Quando Bud mise ko al cinema Nino Benvenuti

Con Terence Hill si impose sulla nascente coppia formata da Giuliano Gemma e dal pugile triestino. E il successo fu enorme
Di Paolo Lughi

Il primo importante ko cinematografico di Bud Spencer (di cui oggi viene allestita in Campidoglio la camera ardente) fu affibbiato al campione triestino di pugilato Nino Benvenuti. Un ko indiretto e simbolico, non certo avvenuto su un ring o su un set, ma che cambiò il corso del western all’italiana. Questo genere rivoluzionario, esploso come fenomeno mondiale nel 1964 con “Per un pugno di dollari” e ora rilanciato da Tarantino, aveva sempre avuto in sé i germi della comicità. Tracce di macabra ironia si trovavano anche nel primo Clint Eastwood, ma erano in particolare i film di Duccio Tessari con Giuliano Gemma, a partire da “Una pistola per Ringo” (1965), quelli che esibivano una maggiore vena parodistica.

Proprio Tessari tentò qualche anno dopo di allontanare sempre più lo spaghetti-western dal modello americano, orientandolo decisamente verso la farsa. Pensò così di chiamare accanto a Gemma il campione mondiale in carica dei pesi medi Benvenuti per creare un’allegra coppia di abili scazzottatori. Ma l’esperimento, intitolato “Vivi o preferibilmente morti” (1969), per quanto atteso non ebbe il successo sperato. Proprio perché nel frattempo stava imponendosi nello stesso genere un’altra coppia comica, questa sì davvero riuscita, formata da Mario Girotti (Terence Hill) e appunto Carlo Pedersoli (Spencer), anch’egli campione sportivo. Arrivarono così titoli subito popolari di Giuseppe Colizzi come “Dio perdona… Io no!” e “I quattro dell’Ave Maria” (1968), fino ai campioni assoluti d’incasso “lo chiamavano Trinità” (1970) e l’immediato sequel “Continuavano a chiamarlo Trinità” (1971, record di sei miliardi al botteghino). Erano nati i “western tutto schiaffi” o “fagioli western”, ripetitivi ma irresistibili, divertenti in Italia e pure in Germania.

INFORMAZIONI ESTRATTE:

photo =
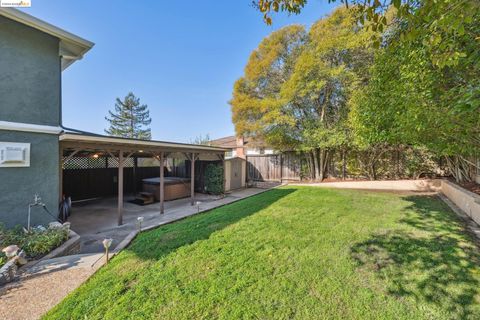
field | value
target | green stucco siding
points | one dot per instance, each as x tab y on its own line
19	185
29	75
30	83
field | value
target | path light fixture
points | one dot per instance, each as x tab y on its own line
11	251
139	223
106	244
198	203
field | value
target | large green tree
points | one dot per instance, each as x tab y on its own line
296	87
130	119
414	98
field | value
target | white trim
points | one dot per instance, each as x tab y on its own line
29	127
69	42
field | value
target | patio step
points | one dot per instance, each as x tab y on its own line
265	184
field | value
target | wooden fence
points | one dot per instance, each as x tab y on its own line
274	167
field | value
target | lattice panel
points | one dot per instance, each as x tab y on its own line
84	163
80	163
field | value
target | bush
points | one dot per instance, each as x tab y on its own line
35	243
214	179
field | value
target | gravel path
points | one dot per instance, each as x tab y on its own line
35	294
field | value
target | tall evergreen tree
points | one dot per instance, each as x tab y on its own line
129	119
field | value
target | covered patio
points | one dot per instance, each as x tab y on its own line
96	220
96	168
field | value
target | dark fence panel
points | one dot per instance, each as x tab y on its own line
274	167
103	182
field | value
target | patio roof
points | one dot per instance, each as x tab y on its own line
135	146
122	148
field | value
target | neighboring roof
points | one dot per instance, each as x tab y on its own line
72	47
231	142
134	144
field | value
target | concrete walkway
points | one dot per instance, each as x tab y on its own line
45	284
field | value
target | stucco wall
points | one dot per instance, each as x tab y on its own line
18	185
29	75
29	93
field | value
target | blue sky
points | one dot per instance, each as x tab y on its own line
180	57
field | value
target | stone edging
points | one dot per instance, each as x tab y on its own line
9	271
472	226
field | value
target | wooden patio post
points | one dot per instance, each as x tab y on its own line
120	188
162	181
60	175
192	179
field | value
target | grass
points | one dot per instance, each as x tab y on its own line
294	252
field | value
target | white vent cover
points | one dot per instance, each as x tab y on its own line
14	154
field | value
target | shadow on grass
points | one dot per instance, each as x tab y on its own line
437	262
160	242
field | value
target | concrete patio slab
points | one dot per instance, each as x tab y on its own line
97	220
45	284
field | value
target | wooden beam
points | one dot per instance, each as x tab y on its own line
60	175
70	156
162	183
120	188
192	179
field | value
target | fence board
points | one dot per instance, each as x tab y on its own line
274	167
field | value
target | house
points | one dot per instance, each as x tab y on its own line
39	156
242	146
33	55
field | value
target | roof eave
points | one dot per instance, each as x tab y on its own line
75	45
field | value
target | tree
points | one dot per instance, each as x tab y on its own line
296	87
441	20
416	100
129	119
--
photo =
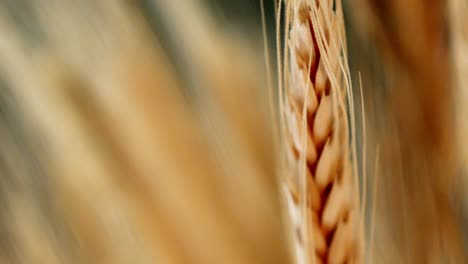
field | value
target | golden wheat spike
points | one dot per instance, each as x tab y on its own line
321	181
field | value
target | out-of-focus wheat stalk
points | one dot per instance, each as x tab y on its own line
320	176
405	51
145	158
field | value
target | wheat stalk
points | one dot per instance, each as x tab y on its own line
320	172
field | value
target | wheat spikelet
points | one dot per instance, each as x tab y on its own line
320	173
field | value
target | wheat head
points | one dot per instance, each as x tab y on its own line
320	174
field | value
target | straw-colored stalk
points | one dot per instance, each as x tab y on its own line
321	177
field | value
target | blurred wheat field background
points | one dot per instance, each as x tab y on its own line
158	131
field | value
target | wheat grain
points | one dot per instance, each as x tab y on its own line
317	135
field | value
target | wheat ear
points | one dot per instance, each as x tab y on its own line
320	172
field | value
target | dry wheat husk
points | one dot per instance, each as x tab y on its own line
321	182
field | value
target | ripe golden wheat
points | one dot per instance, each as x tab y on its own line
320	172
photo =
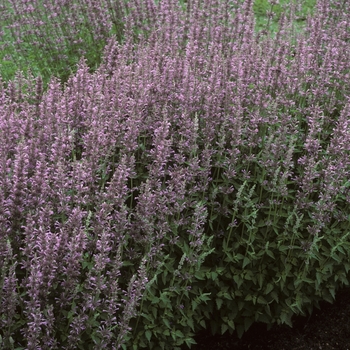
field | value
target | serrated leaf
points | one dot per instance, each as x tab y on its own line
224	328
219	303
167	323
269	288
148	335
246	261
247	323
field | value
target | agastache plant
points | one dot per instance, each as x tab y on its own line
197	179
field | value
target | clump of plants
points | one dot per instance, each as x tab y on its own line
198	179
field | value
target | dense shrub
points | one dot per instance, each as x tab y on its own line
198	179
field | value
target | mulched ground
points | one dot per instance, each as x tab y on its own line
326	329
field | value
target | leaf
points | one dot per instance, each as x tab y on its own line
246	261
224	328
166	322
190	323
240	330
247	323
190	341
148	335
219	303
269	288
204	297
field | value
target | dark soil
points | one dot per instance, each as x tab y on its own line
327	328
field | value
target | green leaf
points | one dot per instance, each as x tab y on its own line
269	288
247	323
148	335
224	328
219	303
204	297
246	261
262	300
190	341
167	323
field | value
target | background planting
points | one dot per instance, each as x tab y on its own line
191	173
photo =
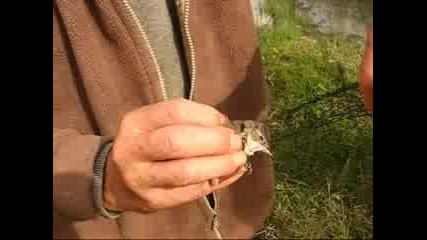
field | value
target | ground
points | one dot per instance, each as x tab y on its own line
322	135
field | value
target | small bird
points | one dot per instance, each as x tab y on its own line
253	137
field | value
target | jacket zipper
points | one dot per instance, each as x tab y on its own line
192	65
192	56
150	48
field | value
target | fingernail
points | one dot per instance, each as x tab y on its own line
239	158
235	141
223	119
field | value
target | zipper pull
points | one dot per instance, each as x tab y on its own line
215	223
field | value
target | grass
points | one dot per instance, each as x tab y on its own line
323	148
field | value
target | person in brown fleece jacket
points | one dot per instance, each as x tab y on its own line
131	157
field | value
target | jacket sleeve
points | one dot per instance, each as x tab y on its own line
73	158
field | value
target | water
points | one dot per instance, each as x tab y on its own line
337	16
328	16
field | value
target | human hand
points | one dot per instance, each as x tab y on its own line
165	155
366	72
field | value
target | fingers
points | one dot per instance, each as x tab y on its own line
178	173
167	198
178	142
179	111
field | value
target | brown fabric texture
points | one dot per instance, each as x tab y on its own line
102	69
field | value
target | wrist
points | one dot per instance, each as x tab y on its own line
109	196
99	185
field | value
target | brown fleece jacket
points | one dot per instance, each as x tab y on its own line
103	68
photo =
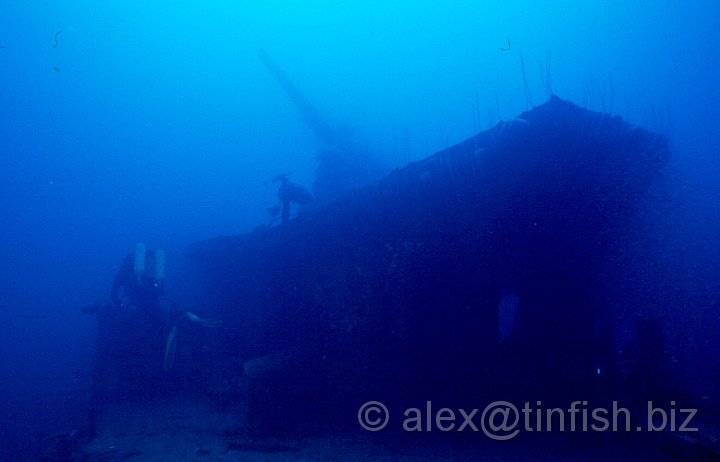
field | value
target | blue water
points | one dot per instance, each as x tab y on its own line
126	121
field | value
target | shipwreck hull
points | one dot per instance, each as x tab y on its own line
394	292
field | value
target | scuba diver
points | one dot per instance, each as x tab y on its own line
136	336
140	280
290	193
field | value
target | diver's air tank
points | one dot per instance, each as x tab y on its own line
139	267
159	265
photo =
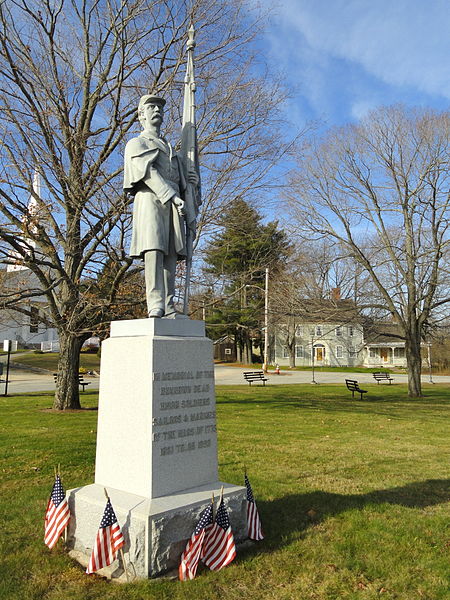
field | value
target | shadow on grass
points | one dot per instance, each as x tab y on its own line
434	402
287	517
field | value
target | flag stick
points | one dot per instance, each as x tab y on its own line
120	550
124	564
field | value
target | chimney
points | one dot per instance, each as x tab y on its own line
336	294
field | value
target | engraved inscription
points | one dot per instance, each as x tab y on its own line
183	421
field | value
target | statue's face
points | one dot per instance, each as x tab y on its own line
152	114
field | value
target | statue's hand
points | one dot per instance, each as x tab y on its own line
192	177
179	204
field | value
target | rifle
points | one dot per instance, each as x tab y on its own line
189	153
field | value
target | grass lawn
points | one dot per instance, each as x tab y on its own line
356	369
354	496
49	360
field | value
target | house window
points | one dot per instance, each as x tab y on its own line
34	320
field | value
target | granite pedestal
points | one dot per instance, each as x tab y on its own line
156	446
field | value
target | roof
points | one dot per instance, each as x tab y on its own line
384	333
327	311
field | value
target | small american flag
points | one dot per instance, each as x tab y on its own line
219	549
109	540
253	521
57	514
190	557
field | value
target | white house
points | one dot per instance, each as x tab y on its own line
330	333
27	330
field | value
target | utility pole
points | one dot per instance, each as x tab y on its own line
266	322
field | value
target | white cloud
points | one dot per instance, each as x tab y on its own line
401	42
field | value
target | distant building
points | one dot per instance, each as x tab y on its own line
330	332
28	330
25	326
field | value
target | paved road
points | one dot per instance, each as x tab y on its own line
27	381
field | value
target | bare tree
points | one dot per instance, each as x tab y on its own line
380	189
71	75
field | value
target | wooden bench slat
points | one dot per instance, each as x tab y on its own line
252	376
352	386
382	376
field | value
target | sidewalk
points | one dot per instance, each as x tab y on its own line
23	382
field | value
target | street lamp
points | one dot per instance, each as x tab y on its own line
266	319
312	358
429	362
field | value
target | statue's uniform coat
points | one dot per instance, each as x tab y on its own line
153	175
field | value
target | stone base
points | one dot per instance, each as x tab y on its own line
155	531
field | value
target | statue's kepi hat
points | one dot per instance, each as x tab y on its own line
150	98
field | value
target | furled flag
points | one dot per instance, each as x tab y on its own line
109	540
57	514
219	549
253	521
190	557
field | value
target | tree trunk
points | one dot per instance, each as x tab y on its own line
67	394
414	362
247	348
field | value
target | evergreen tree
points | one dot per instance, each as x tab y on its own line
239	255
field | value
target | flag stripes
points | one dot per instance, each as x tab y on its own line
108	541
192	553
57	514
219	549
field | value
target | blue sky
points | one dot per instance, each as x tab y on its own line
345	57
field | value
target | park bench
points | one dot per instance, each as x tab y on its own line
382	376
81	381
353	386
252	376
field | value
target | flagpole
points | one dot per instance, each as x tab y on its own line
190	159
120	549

COMPITO DA SVOLGERE: Puoi riportare parola per parola il passo dell'articolo su Bud Spencer e Nino Benvenuti che parte dalle parole "Quando Bud mise" e si ferma dopo "maggiore vena parodistica."?

RISULTATO QUI SOTTO:
Quando Bud mise ko al cinema Nino Benvenuti

Con Terence Hill si impose sulla nascente coppia formata da Giuliano Gemma e dal pugile triestino. E il successo fu enorme
Di Paolo Lughi

Il primo importante ko cinematografico di Bud Spencer (di cui oggi viene allestita in Campidoglio la camera ardente) fu affibbiato al campione triestino di pugilato Nino Benvenuti. Un ko indiretto e simbolico, non certo avvenuto su un ring o su un set, ma che cambiò il corso del western all’italiana. Questo genere rivoluzionario, esploso come fenomeno mondiale nel 1964 con “Per un pugno di dollari” e ora rilanciato da Tarantino, aveva sempre avuto in sé i germi della comicità. Tracce di macabra ironia si trovavano anche nel primo Clint Eastwood, ma erano in particolare i film di Duccio Tessari con Giuliano Gemma, a partire da “Una pistola per Ringo” (1965), quelli che esibivano una maggiore vena parodistica.